++++ Text provided
Food, medicine, fuel, parts for water and sanitation systems, paper and even such
things as children’s toys and shoes were denied entry. The fact is, Israel had killed more than two Palestinian
children per week for the previous fourteen years.[7]
Then came Operation
Protective Edge, in the summer of 2014.
By massacre’s end, Israel
had killed 2,200 Palestinians, of whom 70-75 percent were civilians. Among the
dead were 500 Palestinian children. In addition, 11,000 Palestinians suffered
injuries (including 3,300 children, of whom 1,000 will be permanently
disabled): 11,000 homes, 360 factories, 160 mosque, 100 schools, and 10
hospitals were either destroyed or severely damaged; 100,000 Palestinians were
left homeless. Israel
suffered 66 combatants and five civilian casualties including one Israeli
child. In addition, 120 Israelis suffered injuries, one person seriously
wounded.[8]
“Yeah, yeah” a friend said to me. I know the story. We’ve
heard it before.”
++++++++
++++ Data records
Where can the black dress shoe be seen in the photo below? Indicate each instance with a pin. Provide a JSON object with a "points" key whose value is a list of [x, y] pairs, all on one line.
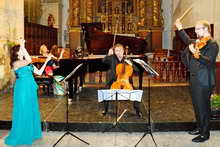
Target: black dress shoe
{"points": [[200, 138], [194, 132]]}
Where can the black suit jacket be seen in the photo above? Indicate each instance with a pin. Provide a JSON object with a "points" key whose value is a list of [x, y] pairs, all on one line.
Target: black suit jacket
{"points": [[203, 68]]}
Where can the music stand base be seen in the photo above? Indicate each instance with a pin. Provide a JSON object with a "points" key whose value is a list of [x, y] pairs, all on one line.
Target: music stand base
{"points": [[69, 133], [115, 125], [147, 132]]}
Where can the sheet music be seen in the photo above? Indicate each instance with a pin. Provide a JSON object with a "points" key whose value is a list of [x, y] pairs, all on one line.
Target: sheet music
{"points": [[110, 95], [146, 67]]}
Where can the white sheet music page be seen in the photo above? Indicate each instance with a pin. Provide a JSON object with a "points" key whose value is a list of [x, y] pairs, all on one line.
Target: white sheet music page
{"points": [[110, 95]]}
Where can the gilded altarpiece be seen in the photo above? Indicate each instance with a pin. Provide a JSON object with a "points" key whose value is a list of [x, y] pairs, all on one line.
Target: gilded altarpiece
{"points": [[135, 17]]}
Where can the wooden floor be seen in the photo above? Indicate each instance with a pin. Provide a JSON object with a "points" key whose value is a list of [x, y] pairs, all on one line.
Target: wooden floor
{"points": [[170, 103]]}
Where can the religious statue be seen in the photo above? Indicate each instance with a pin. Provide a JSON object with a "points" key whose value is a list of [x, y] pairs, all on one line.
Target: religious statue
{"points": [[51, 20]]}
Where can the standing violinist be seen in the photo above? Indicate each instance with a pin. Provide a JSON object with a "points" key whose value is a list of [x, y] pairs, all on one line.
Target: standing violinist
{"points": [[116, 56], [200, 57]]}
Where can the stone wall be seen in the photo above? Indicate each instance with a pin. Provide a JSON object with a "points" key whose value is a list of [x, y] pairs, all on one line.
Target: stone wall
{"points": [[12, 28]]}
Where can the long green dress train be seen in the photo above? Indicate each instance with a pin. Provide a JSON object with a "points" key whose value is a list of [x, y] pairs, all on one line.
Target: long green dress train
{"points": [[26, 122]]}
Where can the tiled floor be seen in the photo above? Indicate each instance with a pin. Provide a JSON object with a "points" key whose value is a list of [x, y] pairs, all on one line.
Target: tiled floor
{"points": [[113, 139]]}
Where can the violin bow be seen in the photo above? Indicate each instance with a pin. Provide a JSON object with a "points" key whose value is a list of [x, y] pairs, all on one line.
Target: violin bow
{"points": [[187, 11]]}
++++++++
++++ Data records
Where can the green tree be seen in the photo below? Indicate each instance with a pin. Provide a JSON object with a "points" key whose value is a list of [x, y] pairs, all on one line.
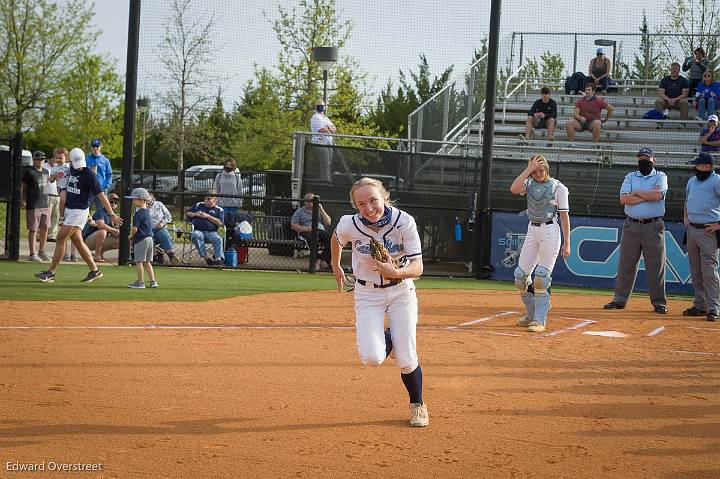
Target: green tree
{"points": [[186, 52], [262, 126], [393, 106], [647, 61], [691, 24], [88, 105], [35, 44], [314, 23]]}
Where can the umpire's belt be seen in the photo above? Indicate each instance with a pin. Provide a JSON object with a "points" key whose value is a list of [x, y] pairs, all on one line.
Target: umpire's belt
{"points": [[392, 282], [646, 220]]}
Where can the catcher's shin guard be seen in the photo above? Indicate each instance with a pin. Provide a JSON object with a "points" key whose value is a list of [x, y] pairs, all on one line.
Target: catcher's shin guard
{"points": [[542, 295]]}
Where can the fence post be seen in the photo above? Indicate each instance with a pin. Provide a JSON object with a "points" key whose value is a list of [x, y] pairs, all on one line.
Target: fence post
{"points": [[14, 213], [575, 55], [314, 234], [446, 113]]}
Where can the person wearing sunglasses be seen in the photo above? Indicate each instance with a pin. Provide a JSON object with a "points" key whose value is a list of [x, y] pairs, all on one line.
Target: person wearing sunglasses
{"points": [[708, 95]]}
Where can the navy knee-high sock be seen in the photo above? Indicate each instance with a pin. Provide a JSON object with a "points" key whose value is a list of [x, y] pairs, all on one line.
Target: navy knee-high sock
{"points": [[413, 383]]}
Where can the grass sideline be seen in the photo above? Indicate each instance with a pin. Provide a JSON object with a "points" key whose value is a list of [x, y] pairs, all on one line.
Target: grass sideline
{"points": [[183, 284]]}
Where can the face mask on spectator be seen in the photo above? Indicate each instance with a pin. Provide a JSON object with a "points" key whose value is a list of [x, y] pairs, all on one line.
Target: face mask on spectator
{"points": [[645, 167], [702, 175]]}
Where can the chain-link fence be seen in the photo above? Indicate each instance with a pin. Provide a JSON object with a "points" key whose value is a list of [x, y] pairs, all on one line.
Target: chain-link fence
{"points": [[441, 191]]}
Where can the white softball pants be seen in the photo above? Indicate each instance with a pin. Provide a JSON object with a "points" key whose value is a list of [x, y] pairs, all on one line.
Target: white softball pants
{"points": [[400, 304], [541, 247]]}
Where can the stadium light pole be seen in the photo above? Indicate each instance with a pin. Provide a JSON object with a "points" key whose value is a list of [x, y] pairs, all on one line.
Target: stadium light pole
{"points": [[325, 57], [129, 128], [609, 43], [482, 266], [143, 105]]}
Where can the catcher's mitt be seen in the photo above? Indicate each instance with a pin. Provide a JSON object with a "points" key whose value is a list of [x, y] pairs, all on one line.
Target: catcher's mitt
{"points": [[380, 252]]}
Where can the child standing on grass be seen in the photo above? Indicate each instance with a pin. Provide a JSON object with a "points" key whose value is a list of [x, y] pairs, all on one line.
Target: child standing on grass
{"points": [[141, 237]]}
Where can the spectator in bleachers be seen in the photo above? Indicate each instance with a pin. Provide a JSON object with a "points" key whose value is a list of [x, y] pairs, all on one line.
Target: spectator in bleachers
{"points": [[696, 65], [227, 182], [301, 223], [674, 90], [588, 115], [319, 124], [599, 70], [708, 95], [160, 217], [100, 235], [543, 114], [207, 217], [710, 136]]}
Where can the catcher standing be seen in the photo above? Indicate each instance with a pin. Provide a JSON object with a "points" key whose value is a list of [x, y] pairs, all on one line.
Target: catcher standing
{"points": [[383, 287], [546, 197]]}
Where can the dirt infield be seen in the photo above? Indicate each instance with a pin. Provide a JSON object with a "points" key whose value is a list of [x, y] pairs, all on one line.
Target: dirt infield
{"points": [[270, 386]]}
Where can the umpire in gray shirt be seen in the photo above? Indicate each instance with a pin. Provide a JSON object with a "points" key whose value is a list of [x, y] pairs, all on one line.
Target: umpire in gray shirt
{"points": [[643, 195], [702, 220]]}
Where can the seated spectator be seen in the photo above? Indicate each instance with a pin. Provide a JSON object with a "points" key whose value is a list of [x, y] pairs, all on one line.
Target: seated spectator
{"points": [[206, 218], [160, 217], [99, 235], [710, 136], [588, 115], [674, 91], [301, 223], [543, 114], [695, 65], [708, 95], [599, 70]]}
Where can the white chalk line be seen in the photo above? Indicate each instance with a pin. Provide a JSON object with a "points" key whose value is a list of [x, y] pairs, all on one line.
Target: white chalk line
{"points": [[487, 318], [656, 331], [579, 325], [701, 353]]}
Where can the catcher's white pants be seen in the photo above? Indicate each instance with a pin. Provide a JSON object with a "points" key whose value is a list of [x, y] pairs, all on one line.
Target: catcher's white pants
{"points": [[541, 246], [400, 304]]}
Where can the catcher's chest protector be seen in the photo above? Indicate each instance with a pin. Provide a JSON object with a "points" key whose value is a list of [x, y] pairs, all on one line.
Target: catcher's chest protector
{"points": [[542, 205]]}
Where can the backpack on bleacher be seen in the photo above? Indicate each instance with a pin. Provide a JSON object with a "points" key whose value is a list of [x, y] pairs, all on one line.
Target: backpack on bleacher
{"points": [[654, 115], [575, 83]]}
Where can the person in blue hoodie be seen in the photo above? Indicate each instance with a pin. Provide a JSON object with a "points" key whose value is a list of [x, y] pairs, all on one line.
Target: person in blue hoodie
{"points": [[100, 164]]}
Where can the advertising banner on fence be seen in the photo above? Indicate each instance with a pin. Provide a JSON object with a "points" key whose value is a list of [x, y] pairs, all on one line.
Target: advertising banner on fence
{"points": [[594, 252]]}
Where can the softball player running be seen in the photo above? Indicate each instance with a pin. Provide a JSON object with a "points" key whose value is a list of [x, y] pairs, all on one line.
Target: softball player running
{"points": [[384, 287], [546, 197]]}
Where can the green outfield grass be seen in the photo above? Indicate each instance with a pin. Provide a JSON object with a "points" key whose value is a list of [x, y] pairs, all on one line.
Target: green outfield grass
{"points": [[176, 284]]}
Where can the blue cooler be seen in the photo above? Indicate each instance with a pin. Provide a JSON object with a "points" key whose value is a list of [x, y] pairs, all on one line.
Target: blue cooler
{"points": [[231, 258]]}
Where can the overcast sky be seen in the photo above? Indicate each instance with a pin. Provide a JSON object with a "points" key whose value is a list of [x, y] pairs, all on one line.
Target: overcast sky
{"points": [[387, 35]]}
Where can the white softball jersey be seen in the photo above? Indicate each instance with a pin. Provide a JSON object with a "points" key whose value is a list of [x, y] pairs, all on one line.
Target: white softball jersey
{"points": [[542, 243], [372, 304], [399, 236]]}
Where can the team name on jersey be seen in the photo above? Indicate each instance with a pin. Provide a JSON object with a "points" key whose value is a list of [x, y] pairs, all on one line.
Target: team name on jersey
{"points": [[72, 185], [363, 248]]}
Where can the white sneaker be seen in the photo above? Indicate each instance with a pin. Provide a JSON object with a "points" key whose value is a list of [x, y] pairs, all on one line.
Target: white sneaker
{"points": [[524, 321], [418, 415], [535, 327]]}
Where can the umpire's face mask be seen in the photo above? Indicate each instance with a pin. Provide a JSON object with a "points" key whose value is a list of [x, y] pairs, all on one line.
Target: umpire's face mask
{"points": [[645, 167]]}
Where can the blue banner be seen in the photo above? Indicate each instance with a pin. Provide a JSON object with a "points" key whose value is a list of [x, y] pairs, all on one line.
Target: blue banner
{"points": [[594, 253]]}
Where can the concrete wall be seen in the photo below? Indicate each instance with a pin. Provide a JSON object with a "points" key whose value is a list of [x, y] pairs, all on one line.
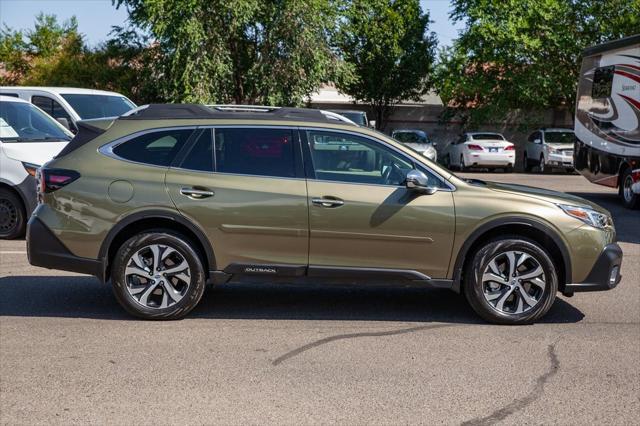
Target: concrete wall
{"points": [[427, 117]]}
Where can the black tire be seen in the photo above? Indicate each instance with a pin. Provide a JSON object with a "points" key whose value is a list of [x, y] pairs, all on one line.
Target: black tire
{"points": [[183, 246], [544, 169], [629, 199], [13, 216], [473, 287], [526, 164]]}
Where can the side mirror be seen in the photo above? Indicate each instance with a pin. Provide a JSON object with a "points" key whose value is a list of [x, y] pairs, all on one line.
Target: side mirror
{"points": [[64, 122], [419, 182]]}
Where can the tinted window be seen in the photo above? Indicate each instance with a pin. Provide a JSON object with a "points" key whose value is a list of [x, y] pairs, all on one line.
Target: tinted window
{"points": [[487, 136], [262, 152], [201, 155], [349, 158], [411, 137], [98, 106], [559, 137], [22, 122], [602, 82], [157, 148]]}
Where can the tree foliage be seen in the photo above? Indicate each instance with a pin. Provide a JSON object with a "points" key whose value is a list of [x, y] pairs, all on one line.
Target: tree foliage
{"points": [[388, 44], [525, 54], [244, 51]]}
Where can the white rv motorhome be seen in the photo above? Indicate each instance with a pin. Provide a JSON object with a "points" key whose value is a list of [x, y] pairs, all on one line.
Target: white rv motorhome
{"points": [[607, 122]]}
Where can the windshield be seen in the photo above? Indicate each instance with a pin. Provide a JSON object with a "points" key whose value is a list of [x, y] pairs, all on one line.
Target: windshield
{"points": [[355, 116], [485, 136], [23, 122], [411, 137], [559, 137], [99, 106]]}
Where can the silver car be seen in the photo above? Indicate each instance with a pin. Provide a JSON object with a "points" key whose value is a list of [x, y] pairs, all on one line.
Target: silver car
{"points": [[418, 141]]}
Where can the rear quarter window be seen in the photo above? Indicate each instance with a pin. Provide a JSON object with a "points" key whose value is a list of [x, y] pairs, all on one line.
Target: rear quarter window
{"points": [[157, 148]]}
++++++++
++++ Data records
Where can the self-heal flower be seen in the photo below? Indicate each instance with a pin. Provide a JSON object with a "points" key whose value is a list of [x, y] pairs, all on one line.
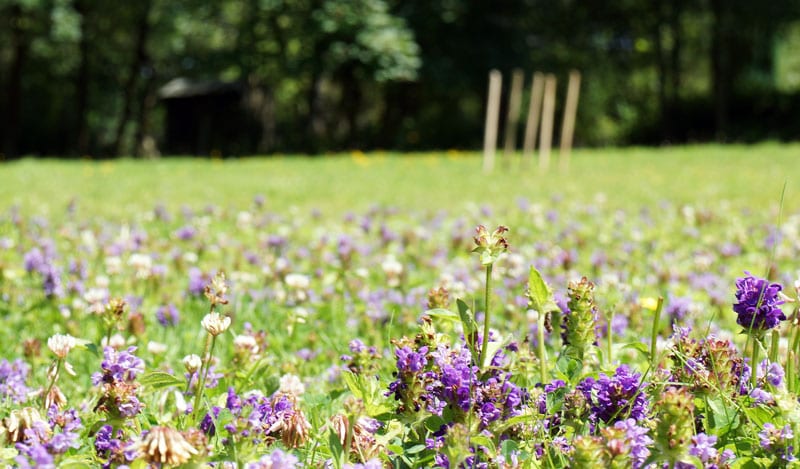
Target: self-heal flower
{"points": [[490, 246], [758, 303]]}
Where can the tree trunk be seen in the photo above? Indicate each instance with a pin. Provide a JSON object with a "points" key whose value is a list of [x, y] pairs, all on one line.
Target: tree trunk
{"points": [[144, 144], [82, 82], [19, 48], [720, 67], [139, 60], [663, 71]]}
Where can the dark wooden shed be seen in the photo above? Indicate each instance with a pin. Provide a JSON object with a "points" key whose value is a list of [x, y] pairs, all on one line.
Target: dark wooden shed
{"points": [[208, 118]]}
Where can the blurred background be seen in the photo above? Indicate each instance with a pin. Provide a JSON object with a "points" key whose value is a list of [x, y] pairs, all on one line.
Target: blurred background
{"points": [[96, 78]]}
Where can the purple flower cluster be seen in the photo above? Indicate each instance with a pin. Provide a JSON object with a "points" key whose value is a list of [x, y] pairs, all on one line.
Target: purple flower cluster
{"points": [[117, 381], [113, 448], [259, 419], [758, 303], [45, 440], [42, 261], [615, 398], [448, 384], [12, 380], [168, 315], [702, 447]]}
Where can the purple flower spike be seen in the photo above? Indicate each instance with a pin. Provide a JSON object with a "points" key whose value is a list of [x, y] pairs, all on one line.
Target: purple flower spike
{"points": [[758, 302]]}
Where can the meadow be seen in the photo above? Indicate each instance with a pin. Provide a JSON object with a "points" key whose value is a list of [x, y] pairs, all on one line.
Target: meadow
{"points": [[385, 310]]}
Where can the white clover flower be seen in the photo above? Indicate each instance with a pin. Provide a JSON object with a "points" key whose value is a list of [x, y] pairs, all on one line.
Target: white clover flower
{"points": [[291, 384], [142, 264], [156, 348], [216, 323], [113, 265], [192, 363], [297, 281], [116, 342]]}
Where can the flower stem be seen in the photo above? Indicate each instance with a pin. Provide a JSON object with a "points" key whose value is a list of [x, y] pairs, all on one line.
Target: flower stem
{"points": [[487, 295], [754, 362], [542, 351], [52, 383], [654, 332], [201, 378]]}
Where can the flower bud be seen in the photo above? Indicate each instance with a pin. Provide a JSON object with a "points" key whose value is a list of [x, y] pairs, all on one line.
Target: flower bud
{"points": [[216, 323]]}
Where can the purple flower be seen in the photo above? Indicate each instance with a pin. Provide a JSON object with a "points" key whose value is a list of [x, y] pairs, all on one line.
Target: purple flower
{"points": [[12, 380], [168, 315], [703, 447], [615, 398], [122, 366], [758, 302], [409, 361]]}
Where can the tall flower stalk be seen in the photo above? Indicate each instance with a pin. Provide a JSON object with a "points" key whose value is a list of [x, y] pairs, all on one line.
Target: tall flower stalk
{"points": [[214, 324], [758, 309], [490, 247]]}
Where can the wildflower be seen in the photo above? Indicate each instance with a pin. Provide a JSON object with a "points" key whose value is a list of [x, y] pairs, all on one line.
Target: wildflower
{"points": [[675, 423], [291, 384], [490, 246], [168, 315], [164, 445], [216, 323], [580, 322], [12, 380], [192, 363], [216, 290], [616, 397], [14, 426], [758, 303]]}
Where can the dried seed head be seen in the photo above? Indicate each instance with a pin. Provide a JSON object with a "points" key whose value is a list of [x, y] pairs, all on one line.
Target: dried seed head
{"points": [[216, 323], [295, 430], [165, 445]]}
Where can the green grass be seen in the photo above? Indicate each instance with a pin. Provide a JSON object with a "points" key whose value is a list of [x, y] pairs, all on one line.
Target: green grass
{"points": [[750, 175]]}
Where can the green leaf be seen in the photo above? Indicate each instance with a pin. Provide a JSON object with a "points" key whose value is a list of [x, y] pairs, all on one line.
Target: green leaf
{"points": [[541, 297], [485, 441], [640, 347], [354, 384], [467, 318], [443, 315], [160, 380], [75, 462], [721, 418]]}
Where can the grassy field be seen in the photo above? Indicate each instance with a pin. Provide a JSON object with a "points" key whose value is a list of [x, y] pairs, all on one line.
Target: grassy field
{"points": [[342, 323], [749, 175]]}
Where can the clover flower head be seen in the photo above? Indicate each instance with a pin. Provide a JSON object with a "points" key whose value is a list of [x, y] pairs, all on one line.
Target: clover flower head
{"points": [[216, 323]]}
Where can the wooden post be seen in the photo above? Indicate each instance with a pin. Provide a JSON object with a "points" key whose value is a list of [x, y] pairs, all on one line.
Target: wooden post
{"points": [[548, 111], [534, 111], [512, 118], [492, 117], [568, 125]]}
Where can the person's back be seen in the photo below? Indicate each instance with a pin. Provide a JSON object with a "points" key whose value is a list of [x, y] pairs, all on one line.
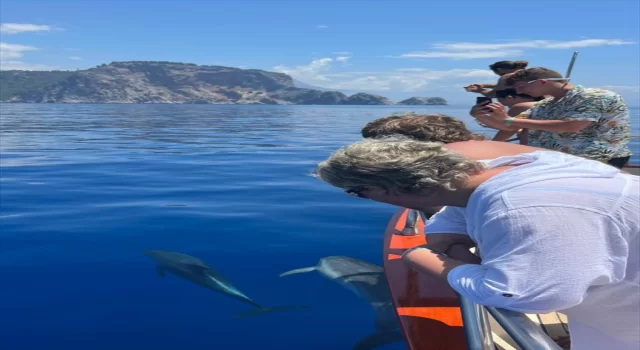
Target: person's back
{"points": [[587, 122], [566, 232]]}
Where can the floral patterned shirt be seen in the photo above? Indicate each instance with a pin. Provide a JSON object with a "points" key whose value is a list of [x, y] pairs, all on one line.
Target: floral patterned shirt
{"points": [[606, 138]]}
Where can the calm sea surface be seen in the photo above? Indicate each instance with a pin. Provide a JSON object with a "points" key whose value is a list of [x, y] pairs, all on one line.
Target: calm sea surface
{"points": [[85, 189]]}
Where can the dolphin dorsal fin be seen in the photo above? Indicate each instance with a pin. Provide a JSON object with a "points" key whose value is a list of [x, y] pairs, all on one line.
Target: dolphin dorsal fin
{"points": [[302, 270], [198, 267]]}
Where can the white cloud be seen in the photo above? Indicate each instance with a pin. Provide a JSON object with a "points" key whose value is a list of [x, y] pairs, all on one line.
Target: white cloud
++++++++
● **Directions**:
1. Translate this sentence from the passage about Operation Protective Edge into Spanish: "Among the dead were 500 Palestinian children."
2. Reproduce the passage about Operation Protective Edge word for word, beginning at the words "Food, medicine, fuel, parts" and stopping after "summer of 2014.".
3. Please write the next part of the passage about Operation Protective Edge, picking up after its final sentence.
The entries above come from a separate source.

● **Your written answers**:
1. Entre los muertos había 500 niños palestinos.

2.
Food, medicine, fuel, parts for water and sanitation systems, paper and even such
things as children’s toys and shoes were denied entry. The fact is, Israel had killed more than two Palestinian
children per week for the previous fourteen years.[7]
Then came Operation
Protective Edge, in the summer of 2014.

3.
I understand his feelings. Statistics and numbers can get
boring. But, it is not boring to
Isaam. Those statistics include his wife
and children. They were real people who
wanted to live as much as any child would want to live and enjoy life. Issam would overthrow his oppression if he could,
but he has no power or army. As far as Israel is
concerned, he is just a statistic. That’s all.
And, how does Israel justify itself to the
world? Gideon Levy, writing for one of Israel ’s
leading newspapers, Haartz, calls it
“Hasbara,” a fancy word for propaganda:
Propaganda shall cover everything.
We’ll say terrorism, we’ll shout anti-Semitism, we’ll scream delegitimation,
we’ll cite Holocaust; we’ll say Jewish state, gay-friendly, drip irrigation,
cherry tomatoes, aid to Nepal, Nobel Prizes for Jews, look what’s happening in
Syria, the only democracy, the greatest army. We’ll say the Palestinians are
making unilateral moves, we’ll propose negotiations on the “settlement bloc
borders,” we’ll demand recognition of a Jewish state and we’ll complain that
“there’s no one to talk to.”[9]
And that’s the way it will continue to be. Issam will be
little more than a statistic as long as the only nation on the globe strong
enough to do something about it is “on the take.”
Thomas Are
June 15, 2015
[1] Patrick
Strickland, Gaza Fallout: “I cannot Understand These Crimes.
Al Jazeera Media Network, Published in
Other Voices, Washington Report on Middle East Affairs, June 2015.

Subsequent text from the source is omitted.